> **Consignes**
1 – Recopiez s'il vous plaît le passage du texte de la page qui commence à "Si la Révolution, puis" et se termine à "spirituelle de Suger.".
2 – Traduisez en anglais cette phrase du texte de la page : « Les autres chapelles recevaient des décorations à griffons, ou des thèmes hagiographiques. »

> **Texte de la page**
********************

Vitraux de Saint-Denis :
Chapelle de Saint-Pérégrin, la Vie de Moïse.
Parmi les sept chapelles rayonnantes qui entourent le déambulatoire du chœur de la basilique de saint-Denis, la chapelle de Saint-Pérégrin est située à gauche de la chapelle axiale dédiée à la Vierge. Avec la chapelle de Saint-Cucuphas située en symétrie à droite, ces trois chapelles, éclairées chacune par deux baies, forment un ensemble dont les vitraux étaient consacrés à une représentation typologique : Rédemption pour Saint-Cucuphas, Incarnation pour la chapelle axiale, liens entre Ancien et Nouveau Testament (donc, une Histoire du Salut) pour Saint-Pérégrin. Les autres chapelles recevaient des décorations à griffons, ou des thèmes hagiographiques.
Les vitraux de ces trois chapelles tenaient particulièrement à cœur à l'abbé Suger qui les avaient conçus, puisqu'il en a décrit les panneaux, et qu'il y avait fait inscrire des poèmes latins de sa composition.
Si la Révolution, puis surtout les dispersions, transferts en musées, et bris malheureux ne nous permettent pas de les admirer tous, la documentation les concernant en autorise l'analyse iconographique, ce qui permet de mieux comprendre —et de mieux admirer — la vaste pensée spirituelle de Suger.
Le thème des deux vitraux de chaque chapelle étant jumelés, celui de la Vie de Moïse, situé à gauche, doit se comprendre par rapport à celui des Allégories de saint Paul, placé à droite, et qui affirmait, dans le médaillon du dévoilement de Moïse, que celui-ci était une préfiguration voilée du Christ.
Les scènes de cette Vie de Moïse ne sont donc pas les images d'un livre d'histoire sainte, mais des allégories incitant à méditer sur la façon dont chaque épisode de cette Vie contient, déjà, une part de la vérité qu'enseigne l'Église. En un mot, elles nous invitent à reconnaître dans l'Ancien Testament la présence du Christ et de sa parole.
On a trop dit que l'art religieux médiéval était un livre d'image pour les simples, les incultes, les analphabètes. Au contraire, c'est toute l'exégèse de la Patristique que Suger place en image, dans une brillante synthèse, en souci de transmission et d'hommage pour ce miel qu'il avait appris des Pères de l'Église. J'ai lu à leur propos le terme d'hieroglyphe sacré, qui me paraît très juste. Chacun de ces médaillons, chacun de ces hiéroglyphes ne peut être compris qu'à l'aide d'explications savantes, de citations de la patrologie de Migne, de comparaisons. Chacun possède ce talent propre à la vrai œuvre d'art, de n'être jamais épuisé par les interprétations successives.

********************

> **Liste affichée**

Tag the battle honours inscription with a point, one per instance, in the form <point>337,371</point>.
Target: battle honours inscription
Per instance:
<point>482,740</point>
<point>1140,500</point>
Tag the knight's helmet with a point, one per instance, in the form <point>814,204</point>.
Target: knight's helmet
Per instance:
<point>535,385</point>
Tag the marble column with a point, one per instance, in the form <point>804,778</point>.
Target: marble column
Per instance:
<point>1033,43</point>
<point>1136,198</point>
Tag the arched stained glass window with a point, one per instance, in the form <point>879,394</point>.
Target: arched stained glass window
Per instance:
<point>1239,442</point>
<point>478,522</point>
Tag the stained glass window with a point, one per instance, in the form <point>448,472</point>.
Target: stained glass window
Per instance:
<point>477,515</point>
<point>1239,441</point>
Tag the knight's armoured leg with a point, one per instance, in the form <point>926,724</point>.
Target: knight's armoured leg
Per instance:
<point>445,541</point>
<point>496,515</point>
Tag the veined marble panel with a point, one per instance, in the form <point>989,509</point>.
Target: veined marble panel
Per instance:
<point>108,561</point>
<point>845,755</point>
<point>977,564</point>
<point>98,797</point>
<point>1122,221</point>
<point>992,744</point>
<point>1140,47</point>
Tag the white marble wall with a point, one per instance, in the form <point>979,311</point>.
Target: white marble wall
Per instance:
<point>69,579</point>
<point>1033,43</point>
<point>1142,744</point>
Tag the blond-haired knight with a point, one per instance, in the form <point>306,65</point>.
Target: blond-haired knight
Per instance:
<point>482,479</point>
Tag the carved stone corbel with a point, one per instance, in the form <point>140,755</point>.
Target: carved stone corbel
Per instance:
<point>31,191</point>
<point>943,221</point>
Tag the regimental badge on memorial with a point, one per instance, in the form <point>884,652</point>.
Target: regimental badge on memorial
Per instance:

********************

> **Réponses dans l'ordre**
1 –
Si la Révolution, puis surtout les dispersions, transferts en musées, et bris malheureux ne nous permettent pas de les admirer tous, la documentation les concernant en autorise l'analyse iconographique, ce qui permet de mieux comprendre —et de mieux admirer — la vaste pensée spirituelle de Suger.

2 – The other chapels were given griffin decorations, or hagiographic themes.